■ **REQUIRED TASK**
Write out every one of the rows below verbatim, leaving out the pictures.

Data entries:
- - -

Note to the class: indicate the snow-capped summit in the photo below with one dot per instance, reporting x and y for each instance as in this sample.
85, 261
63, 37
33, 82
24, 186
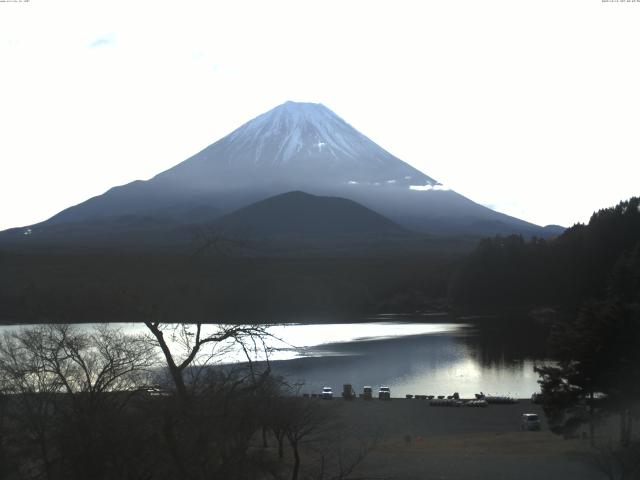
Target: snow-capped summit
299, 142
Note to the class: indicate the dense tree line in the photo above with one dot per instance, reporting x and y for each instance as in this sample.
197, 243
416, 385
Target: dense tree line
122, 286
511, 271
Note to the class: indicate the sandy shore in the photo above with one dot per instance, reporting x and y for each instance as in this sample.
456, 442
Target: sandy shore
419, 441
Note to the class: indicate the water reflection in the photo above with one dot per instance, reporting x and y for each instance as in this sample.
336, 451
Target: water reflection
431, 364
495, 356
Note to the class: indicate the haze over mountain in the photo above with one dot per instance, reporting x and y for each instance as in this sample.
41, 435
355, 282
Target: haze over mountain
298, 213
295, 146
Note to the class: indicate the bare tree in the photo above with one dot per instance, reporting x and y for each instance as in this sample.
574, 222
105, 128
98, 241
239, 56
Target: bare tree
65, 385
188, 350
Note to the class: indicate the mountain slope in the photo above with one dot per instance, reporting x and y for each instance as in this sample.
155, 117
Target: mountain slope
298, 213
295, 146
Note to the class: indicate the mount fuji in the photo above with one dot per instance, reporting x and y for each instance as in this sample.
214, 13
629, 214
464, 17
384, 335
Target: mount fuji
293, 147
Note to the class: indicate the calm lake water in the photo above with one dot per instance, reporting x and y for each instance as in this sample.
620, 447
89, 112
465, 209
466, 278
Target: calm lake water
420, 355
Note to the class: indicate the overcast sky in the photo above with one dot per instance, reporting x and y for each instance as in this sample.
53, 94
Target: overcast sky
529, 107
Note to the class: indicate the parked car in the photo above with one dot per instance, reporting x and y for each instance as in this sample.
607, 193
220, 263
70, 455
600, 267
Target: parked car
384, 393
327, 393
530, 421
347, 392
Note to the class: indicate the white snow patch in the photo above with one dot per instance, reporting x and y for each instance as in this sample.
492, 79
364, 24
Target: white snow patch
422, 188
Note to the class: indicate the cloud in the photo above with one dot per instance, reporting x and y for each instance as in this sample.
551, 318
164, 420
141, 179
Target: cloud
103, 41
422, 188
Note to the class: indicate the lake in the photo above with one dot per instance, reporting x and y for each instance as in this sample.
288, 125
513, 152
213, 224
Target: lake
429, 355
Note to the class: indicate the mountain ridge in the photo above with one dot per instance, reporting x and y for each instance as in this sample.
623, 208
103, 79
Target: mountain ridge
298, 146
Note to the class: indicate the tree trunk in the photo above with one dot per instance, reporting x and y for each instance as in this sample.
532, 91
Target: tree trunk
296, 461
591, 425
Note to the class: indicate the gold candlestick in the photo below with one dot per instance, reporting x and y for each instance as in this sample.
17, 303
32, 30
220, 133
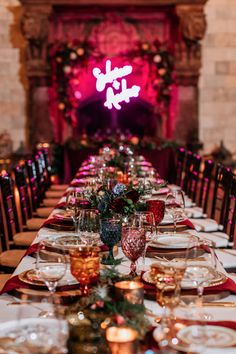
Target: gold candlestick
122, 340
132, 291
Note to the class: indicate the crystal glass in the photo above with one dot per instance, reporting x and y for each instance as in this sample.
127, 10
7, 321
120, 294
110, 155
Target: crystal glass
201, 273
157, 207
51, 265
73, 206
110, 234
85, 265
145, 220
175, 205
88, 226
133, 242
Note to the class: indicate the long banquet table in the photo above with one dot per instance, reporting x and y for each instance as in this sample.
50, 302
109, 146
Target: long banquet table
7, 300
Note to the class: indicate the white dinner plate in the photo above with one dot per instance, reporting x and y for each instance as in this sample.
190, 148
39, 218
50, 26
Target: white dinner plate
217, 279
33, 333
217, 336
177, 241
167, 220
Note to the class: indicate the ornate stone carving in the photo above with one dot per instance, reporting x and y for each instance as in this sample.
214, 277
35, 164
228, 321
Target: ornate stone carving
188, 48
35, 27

- - -

■ **RESPONSE TO THIS EXERCISE**
Note to the class: indicate the snow-capped summit in the photo below with one dot per instance, reporting x and y for each instance as in this sample.
85, 261
63, 37
33, 82
24, 186
Target: snow-capped summit
299, 142
Note to the class: indicate the dense tree line in the photo above with one dot per instance, reporting x and y for each instance as in this sample.
197, 243
416, 385
Target: dense tree line
122, 286
511, 271
Note to the class: indicate the sandy shore in the photo above with one dot per instance, reporting x and y for each instance as in this sample.
456, 442
Target: sandy shore
419, 441
Note to the class: indicate the water reflection in the photo above with one dot per instance, reporting x and y for each instance as in this sample.
336, 451
Target: water reflection
431, 364
495, 356
Note to the class: indicate the haze over mountain in the photo above with one dot per instance, reporting x and y for each instance as in this sample.
41, 435
355, 282
Target: haze over mountain
298, 213
295, 146
Note to the class: indicate the bare tree in the photo above with one dot per instance, reporting x and y for each instance as in this sample.
574, 222
105, 128
98, 241
239, 56
Target: bare tree
65, 385
188, 350
Note to the class: indicate the mountain slope in the photo above with one dot per instance, reporting x and y for each instance as in this sample.
155, 117
Target: mountain slope
298, 213
295, 146
Note to the class: indicate the mount fuji in the photo above with one dot per instance, reporting x and y for each instance as in this sample.
214, 13
629, 214
464, 17
384, 335
Target: mount fuji
293, 147
Note to the class: indicate the calm lake water in the photo above with one dot per instance, reporting x and y for each instance as in this sample.
620, 447
89, 112
465, 209
466, 278
Target: calm lake water
420, 355
Note to the class: indicate the overcast sky in the photo above with one dot per instance, reporting x and y for each instance as in this sample.
53, 94
Target: overcast sky
529, 107
Note to the class: indicate the parked car in the photo above with one dot per instance, reporting x and y for each instance as in this sample.
607, 193
220, 263
70, 455
600, 267
Target: parked car
384, 393
327, 393
530, 421
347, 392
Note to the class: indicate the white snow patch in the photo above with one dot per instance, reporting x and y for each instance as in this sample.
492, 79
364, 24
Target: white snow patch
422, 188
Note to the class: indicate the cloud in the photo above with one dot per instance, reporting x and y for each instance as in this sample.
551, 318
164, 420
141, 179
Target: cloud
103, 41
422, 188
Note to the class: indicate the lake in the photo above with one dot per instance, reporting x and y for each instance as in this sample.
288, 125
513, 152
213, 224
Target: lake
429, 355
Note to the class: indicate the mountain ridge in the photo above with one dot per instance, reporting x and y for each instance as in this sample.
623, 208
103, 79
Target: mountain ridge
298, 146
Note to the class: indicate the tree trunk in the photo above with one dot per instance, reporting x and y for each instance as in this sample.
532, 91
Target: tree trunk
296, 461
591, 425
Note to the class: indicate the gold candlestick in the photo below with one dot per instance, reporting x and y for each instance as in this sample.
17, 303
32, 30
220, 133
Target: gold candlestick
122, 340
132, 291
Note to the class: indicate the crystal glass in the photo above with one dot per instance, reporting x and y for each instance as in this sample.
127, 10
7, 321
120, 294
110, 155
Target: crystal glass
201, 273
157, 207
51, 265
73, 206
110, 234
85, 265
145, 220
175, 205
88, 226
133, 242
Note to the class: indicate the long banquet table in the photo above with one dot per instance, reporting x and y for each instance as in this sample.
50, 302
109, 146
Target: long banquet table
7, 300
Note to the class: indicate the white dinner plate in the photo above with one dot per instance, reporting x and y for each instance as in this sample.
190, 148
39, 218
50, 26
Target: white dinner plate
217, 279
33, 333
217, 336
177, 241
167, 220
Note to the class: indicate the ornate stone carving in the photo above with one dot per instance, reporting x and y for each instance as in this sample.
214, 277
35, 164
228, 321
Target: ornate stone carving
188, 48
35, 27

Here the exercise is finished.